Brief:
Locate every line in the records below that contains the string "clicks", and copy each of those lines in full.

Dataset entries:
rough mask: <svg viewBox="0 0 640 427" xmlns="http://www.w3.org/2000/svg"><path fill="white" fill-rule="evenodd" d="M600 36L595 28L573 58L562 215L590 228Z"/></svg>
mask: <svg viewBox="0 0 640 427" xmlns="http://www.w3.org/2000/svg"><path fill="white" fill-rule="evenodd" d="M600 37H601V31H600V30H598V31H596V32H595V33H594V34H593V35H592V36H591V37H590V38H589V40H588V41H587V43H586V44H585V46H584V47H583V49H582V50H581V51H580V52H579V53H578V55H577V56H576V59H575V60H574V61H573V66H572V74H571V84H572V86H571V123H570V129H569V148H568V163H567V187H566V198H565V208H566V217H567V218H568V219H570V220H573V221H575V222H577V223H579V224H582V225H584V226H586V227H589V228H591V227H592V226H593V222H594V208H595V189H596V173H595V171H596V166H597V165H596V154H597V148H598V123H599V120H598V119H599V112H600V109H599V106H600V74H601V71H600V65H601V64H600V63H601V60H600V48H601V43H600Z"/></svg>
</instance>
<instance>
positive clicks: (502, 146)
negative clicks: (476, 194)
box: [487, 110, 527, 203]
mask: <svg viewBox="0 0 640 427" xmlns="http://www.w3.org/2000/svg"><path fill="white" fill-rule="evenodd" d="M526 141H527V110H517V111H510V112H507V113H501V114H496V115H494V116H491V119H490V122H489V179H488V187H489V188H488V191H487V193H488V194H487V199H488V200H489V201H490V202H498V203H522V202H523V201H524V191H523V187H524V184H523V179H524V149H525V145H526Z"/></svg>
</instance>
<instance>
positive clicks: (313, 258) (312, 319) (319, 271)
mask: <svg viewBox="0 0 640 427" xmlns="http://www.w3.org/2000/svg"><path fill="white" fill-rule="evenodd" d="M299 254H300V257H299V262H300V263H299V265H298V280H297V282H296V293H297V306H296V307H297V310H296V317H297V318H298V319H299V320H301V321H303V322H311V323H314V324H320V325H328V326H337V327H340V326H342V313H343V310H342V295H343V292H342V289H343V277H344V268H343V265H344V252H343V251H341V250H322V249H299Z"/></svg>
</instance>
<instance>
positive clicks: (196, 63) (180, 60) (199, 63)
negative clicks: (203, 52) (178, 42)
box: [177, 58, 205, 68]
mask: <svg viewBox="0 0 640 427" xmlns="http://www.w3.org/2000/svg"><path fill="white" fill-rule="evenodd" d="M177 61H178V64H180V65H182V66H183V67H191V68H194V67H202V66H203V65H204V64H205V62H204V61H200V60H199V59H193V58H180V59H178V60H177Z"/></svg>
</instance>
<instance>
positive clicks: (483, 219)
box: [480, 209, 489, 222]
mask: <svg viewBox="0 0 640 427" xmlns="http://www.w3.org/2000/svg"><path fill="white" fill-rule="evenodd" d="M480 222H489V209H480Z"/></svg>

==

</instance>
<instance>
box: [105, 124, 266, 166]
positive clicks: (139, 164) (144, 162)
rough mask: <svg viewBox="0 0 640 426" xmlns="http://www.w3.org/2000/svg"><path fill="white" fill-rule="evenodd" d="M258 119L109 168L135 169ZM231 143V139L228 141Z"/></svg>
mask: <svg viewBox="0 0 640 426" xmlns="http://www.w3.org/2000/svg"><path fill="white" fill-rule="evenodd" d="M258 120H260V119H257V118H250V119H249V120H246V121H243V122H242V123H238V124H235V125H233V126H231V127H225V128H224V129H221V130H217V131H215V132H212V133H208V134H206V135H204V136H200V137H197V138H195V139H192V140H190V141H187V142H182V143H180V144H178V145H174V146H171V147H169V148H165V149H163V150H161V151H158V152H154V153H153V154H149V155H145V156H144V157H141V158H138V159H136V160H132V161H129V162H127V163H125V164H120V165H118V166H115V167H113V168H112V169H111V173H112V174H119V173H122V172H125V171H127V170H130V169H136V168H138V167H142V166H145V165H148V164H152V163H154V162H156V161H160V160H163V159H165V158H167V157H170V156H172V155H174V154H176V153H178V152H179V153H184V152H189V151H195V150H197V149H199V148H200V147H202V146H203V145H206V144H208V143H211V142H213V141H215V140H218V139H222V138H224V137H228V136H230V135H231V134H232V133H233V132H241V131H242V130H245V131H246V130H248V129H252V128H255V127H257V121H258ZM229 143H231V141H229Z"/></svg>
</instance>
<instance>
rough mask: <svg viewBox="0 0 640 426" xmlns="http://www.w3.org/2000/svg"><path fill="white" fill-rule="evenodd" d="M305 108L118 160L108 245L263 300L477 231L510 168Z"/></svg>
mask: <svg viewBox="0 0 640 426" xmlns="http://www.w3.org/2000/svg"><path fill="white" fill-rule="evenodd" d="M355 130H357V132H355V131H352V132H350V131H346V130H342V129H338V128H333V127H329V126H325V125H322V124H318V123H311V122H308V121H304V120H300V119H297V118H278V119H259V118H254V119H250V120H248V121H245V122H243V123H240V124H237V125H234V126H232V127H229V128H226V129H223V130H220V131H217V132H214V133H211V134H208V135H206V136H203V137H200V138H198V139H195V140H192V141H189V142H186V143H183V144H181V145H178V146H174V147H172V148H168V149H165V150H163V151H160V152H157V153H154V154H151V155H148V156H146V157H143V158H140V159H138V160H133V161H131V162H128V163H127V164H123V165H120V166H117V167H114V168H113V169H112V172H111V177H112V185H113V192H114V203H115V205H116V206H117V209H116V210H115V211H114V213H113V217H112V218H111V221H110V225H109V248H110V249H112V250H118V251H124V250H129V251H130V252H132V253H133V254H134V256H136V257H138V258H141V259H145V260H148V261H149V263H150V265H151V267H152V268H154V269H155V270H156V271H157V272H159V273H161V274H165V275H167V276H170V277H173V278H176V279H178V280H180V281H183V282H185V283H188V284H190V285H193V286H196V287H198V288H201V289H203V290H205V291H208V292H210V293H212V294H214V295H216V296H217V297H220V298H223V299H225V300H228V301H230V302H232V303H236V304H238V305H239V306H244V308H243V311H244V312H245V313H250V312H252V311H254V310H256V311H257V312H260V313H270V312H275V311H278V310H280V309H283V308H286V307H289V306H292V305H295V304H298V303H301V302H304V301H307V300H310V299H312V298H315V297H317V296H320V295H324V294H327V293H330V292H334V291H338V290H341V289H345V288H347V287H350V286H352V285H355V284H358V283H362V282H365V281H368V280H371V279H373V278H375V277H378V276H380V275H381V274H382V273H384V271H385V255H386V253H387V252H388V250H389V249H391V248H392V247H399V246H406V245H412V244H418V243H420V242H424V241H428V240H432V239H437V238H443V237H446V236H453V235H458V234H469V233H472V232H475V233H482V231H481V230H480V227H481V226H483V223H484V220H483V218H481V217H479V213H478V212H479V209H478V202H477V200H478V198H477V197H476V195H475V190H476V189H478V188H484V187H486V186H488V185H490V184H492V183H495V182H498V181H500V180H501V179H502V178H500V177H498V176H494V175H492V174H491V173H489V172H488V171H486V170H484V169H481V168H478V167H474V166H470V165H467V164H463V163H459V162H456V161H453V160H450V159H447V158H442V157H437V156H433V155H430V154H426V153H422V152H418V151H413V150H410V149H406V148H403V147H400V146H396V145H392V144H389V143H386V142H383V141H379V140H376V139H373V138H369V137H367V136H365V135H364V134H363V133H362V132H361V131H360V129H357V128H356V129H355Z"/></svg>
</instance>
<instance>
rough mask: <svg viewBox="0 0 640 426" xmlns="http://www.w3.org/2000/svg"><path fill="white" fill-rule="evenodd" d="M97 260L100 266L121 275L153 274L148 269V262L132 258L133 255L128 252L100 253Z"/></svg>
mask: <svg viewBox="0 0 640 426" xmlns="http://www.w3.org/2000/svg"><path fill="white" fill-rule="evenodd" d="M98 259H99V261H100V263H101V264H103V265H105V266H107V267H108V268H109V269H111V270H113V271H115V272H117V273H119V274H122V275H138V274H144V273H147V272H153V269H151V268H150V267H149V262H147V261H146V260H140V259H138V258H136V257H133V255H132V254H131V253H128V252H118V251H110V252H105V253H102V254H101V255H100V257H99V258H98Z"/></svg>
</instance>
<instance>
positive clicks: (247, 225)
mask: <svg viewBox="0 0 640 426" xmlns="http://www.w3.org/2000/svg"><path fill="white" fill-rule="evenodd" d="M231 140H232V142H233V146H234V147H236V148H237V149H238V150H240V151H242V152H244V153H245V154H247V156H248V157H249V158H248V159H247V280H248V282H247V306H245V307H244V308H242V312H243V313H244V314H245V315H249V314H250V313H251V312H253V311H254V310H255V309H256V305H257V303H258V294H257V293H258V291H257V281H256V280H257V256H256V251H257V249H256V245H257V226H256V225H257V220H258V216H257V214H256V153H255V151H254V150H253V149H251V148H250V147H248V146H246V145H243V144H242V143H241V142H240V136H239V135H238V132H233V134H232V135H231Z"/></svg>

Reply to the exercise:
positive clicks: (502, 146)
negative clicks: (476, 194)
positive clicks: (313, 258) (312, 319) (319, 271)
positive clicks: (196, 63) (180, 60) (199, 63)
negative clicks: (203, 52) (178, 42)
positive clicks: (483, 219)
positive clicks: (139, 164) (144, 162)
positive clicks: (247, 225)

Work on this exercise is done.